* [Exercise directions]
Would you transcribe all of the data exactly, down to the last character?

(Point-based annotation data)
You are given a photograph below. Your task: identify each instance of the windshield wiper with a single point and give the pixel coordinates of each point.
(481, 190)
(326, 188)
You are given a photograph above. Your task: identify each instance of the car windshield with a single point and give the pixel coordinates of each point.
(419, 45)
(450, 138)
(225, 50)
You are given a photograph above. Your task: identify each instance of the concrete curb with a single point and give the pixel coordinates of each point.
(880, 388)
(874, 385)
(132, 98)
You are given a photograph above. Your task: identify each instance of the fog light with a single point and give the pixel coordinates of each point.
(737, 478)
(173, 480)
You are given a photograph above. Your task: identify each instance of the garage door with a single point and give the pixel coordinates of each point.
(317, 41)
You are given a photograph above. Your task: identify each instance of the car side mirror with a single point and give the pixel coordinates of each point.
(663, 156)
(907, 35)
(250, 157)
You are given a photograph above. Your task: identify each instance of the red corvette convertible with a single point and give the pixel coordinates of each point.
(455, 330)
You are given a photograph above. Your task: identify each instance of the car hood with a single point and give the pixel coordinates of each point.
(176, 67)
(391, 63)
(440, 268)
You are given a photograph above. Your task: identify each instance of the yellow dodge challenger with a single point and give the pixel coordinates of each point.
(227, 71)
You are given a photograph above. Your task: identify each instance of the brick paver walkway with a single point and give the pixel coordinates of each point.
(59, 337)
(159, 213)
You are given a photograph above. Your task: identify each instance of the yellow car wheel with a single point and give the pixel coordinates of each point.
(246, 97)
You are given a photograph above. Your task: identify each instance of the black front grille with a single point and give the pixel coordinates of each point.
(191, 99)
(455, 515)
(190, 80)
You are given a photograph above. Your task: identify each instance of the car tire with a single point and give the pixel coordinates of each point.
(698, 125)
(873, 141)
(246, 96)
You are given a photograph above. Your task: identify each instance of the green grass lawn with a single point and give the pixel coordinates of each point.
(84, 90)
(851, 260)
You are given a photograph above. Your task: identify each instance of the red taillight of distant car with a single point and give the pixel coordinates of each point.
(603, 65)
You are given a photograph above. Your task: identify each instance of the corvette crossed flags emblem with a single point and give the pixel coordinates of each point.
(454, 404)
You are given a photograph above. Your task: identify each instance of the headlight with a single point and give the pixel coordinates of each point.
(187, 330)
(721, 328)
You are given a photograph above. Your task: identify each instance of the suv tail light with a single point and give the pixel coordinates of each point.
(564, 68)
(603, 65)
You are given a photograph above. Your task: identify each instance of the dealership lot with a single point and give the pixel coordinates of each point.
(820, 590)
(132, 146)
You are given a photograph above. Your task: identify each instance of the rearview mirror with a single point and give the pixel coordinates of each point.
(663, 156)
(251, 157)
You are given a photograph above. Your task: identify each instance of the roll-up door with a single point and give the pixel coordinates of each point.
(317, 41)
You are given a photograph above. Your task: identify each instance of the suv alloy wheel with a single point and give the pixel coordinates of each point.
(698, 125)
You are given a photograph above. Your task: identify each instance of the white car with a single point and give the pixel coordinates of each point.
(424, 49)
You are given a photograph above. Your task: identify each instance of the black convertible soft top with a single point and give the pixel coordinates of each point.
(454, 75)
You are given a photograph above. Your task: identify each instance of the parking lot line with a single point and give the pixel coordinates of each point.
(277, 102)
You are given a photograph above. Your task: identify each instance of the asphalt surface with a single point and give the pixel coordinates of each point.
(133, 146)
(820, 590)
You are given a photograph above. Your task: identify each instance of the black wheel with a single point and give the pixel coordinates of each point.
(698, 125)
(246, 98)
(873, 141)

* [Problem solution]
You are given a photograph below. Your task: identify each instance of the windshield wiper with a single point and give the pixel coordinates of each point.
(481, 190)
(326, 188)
You are given a photograph above. Your task: identify each instance of the car windshield with a single point and give the pixel coordinates of each point.
(419, 45)
(450, 138)
(225, 50)
You are given a photograph above. Your task: identify each instance of the concrete curb with a single point and give the pixel coordinates of each point.
(880, 388)
(874, 385)
(132, 98)
You are given a photograph above. Your task: identify each instance of the fog light with a single point and give the pixel coordinates of each point.
(737, 478)
(173, 480)
You are given a photograph above. Your task: identify each instance of the garage door with a single point and give the pixel coordinates of each point.
(317, 41)
You are given a photograph above. Your task: identify each instance of the car side mirror with a single point and give the pixel coordinates of each point.
(663, 156)
(907, 35)
(250, 157)
You are given a photograph above. Your task: identify each instance of the red corvette convertible with a single point and give the pixel coordinates of each point.
(455, 330)
You are given a photograph above. Your task: identify each instance of the car hood with a single point and give the pixel coordinates of each point.
(176, 67)
(391, 63)
(440, 268)
You are given a photograph above. Your task: identify each instance of the yellow dodge challenger with a single point and give the pixel coordinates of each point.
(227, 71)
You are given a photograph above. Your task: identify each instance of the brick paver walkway with a single point and give the pixel coordinates of each point.
(59, 337)
(159, 213)
You are given a photograph above. Your task: identify each instance of the yellow car wheel with a single point and give the pixel coordinates of each point.
(246, 97)
You are given a photograph above. Your task: identify each instance of the black front grille with a single point and give the pixel coordinates of each point.
(191, 99)
(455, 515)
(190, 80)
You are given a photograph above. Your task: identify each instance of the car tire with a single point and give the pixel coordinates of each point.
(698, 125)
(873, 141)
(246, 96)
You are given a photograph above. Your task: identify each instance of the green grass lawn with a single point and give the pixel coordinates of each point.
(84, 90)
(851, 260)
You are given a photograph above. Your task: identify each instance of the red taillight of distant car with a single point and give the pixel coordinates of each point.
(603, 65)
You are given a photograph above. Your task: identify each instance of the corvette crossed flags emblem with a single point and give the pixel coordinates of each point.
(454, 404)
You are given a photograph above. Your task: identify each instance of the headlight with a single point and give the pixel coordinates of each point.
(187, 330)
(721, 328)
You are given a photograph above. Your task: identify each instance of the suv tail light with a single point and give the pixel coordinates of each point.
(564, 68)
(603, 65)
You are given a photograph above. Your task: identify each instance of the dealership lot with a single point and give the pixel coordinates of each point.
(820, 590)
(132, 146)
You are given a photograph above. Your task: identify each instance of the rearview mirror with a single point and give the pixel coordinates of each point.
(663, 156)
(251, 157)
You are given a photograph above. Your task: identify each instance of the roll-up door with a single point and give the pixel coordinates of each point.
(317, 41)
You are given a photograph above. Your task: identify each instance of the suv alloy wheel with a single point and give the pixel coordinates of each point.
(698, 125)
You are given a photograph above. Your task: identify each instance of the white car with a single point and give the pixel coordinates of each point.
(424, 49)
You are given a photograph above. Your task: identify each instance of the black convertible soft top with a single point and give the pixel coordinates of each point.
(454, 75)
You are given a photograph above. Your task: identify each instance of the parking lot line with a single point and give the pixel coordinates of each point.
(277, 102)
You are given a photograph above. Your task: identify each instance of the asphalt surface with a single point and give the pixel coordinates of each point.
(133, 146)
(820, 590)
You are given a photograph above. Your task: identify each instance of the black wheel with a single point and give the pixel coordinates of each point.
(698, 125)
(246, 98)
(873, 141)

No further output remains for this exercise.